▶ **DATA UNDER STUDY**
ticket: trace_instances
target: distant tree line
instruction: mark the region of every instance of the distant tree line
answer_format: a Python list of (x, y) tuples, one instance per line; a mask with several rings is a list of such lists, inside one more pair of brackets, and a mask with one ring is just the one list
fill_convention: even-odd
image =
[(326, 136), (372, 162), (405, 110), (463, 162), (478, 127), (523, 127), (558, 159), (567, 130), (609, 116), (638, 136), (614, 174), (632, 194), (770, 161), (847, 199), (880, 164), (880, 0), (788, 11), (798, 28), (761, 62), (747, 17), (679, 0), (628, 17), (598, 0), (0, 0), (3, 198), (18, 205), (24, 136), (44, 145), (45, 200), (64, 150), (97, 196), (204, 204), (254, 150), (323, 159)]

▶ **WHAT THIS TASK INVOLVES**
How many of the lines above contain the word "tree"? Only the number should be given.

▶ **ANSWER FOR THE TASK**
2